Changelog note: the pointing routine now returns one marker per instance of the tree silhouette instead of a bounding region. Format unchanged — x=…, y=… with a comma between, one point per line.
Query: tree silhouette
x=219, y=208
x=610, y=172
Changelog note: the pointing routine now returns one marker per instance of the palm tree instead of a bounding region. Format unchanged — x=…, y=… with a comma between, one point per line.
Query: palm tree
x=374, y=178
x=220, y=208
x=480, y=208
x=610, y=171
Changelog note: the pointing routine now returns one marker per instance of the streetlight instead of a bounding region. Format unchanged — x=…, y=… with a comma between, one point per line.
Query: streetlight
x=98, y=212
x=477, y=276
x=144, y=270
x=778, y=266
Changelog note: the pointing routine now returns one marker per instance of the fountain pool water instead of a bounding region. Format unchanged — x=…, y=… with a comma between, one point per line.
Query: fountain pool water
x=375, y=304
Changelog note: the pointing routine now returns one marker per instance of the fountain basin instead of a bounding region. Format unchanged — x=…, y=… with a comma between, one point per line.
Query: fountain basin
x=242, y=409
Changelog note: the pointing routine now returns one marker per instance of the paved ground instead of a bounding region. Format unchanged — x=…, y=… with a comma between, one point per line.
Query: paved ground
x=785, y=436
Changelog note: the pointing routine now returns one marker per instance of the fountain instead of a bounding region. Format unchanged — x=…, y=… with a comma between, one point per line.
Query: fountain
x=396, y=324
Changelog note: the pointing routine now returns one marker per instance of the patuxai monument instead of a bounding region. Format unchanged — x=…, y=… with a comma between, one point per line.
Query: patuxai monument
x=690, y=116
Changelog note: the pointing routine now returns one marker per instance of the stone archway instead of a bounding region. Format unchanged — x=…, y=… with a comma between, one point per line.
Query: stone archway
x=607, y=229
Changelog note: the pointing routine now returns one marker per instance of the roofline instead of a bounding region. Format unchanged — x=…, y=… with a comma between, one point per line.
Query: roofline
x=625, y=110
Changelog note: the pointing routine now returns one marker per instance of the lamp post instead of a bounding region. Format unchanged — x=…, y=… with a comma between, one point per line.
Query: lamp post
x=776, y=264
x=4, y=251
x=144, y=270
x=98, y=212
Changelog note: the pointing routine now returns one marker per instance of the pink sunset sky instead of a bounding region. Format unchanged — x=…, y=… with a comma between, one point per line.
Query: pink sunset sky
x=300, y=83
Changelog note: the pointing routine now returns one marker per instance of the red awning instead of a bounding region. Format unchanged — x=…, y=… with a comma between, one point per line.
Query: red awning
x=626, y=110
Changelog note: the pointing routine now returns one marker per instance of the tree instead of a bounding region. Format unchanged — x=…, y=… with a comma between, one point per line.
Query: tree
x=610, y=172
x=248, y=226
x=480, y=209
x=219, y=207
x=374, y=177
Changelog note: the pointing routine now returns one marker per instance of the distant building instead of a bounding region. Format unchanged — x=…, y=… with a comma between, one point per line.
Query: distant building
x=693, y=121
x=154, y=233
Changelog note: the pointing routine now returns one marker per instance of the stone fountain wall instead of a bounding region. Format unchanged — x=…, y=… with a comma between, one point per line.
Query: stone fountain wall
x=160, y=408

##########

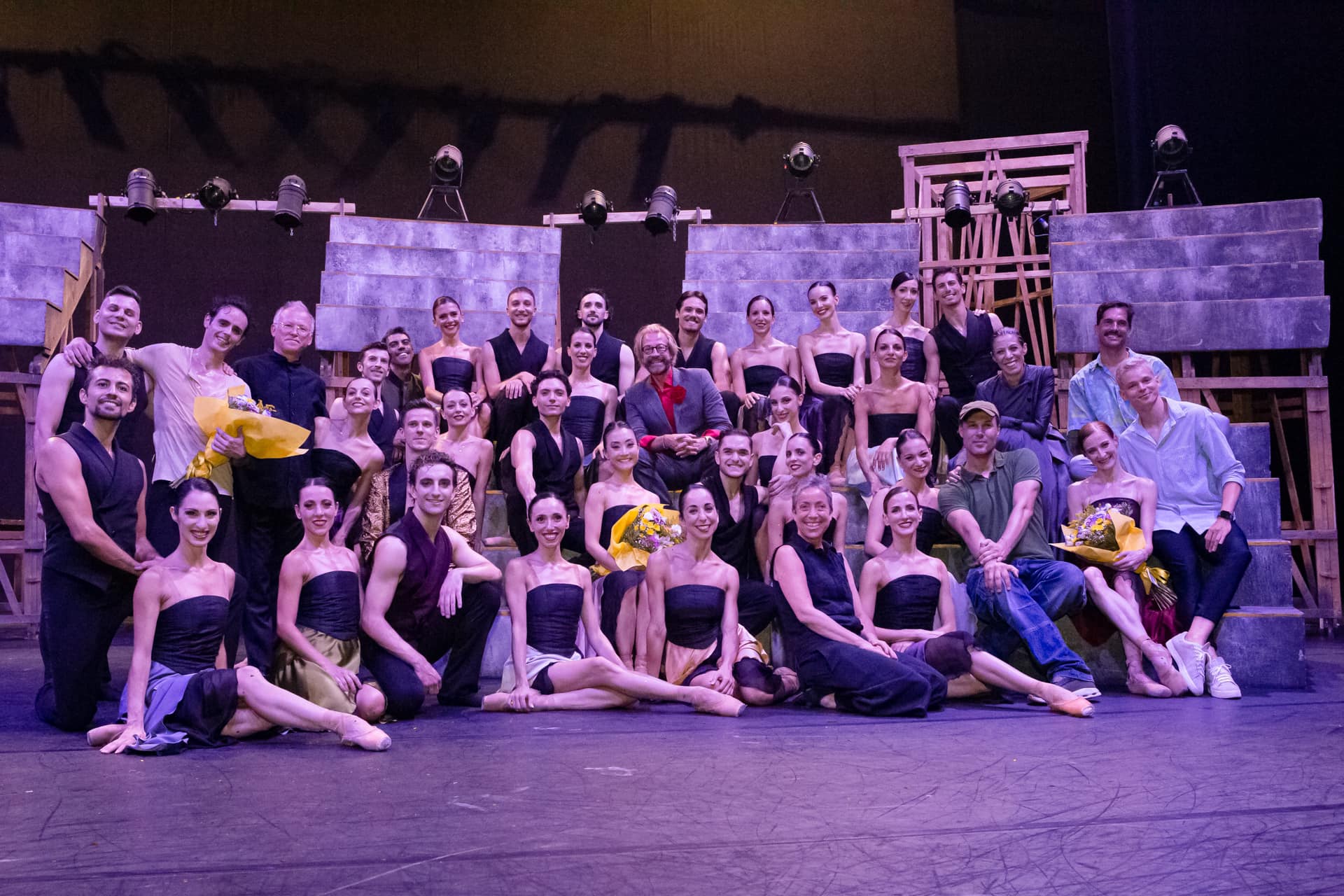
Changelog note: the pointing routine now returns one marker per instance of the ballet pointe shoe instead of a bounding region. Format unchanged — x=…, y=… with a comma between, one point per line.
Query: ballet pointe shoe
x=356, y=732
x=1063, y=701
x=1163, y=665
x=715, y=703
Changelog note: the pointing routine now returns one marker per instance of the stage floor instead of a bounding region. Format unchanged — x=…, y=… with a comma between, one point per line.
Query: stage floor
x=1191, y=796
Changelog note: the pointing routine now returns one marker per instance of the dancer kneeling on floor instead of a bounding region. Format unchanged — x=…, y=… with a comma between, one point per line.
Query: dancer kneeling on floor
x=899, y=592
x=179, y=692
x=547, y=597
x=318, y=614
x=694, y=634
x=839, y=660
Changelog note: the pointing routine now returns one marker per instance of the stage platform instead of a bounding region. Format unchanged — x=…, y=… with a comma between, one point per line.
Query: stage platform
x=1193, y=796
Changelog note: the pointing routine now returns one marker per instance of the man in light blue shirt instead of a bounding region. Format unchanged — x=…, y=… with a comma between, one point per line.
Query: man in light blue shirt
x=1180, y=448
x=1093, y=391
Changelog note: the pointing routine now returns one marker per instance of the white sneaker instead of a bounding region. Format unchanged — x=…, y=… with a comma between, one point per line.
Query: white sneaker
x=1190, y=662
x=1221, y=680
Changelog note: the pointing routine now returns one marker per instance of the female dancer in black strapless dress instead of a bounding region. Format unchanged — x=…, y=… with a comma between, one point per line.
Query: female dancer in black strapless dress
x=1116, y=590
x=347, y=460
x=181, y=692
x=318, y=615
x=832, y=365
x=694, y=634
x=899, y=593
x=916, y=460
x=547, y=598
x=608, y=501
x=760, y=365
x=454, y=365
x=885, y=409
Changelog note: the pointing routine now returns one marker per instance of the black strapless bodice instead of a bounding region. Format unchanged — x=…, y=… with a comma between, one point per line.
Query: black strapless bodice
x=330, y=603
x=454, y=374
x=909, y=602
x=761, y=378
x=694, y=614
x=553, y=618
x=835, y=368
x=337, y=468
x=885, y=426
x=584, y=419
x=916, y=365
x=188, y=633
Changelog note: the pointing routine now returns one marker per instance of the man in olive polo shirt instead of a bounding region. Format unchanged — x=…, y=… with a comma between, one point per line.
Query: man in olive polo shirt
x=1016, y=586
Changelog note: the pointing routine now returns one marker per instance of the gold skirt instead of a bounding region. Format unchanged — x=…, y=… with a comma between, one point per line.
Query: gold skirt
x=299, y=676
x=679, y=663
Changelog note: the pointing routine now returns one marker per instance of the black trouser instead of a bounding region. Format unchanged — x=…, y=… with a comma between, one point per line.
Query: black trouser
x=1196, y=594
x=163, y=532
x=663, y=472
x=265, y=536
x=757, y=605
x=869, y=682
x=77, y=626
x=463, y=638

##########

• **WHAT TO WORK ON**
Take the lines above from the one containing "Query: white sneaker" down to the one containing "the black strapless", and transcribe them exactly, both ends included.

• **ANSWER SPACE**
Query: white sneaker
x=1190, y=662
x=1221, y=680
Changelog note: the pointing routine now returns one marker per instance of the female dancer in black strapless dress instead of a bounding region. Format unchanged — x=…, y=… with a comma between, one point per line.
Query: female dancer in black strapless dress
x=1116, y=590
x=347, y=460
x=181, y=692
x=318, y=615
x=832, y=365
x=694, y=634
x=899, y=593
x=916, y=460
x=547, y=598
x=608, y=501
x=760, y=365
x=454, y=365
x=885, y=409
Changelog note: the pointing routine now returns one marker per instance of the black strapless bodice instead of a bounding region. Format unchanged — x=…, y=… with a comma between, one point per line.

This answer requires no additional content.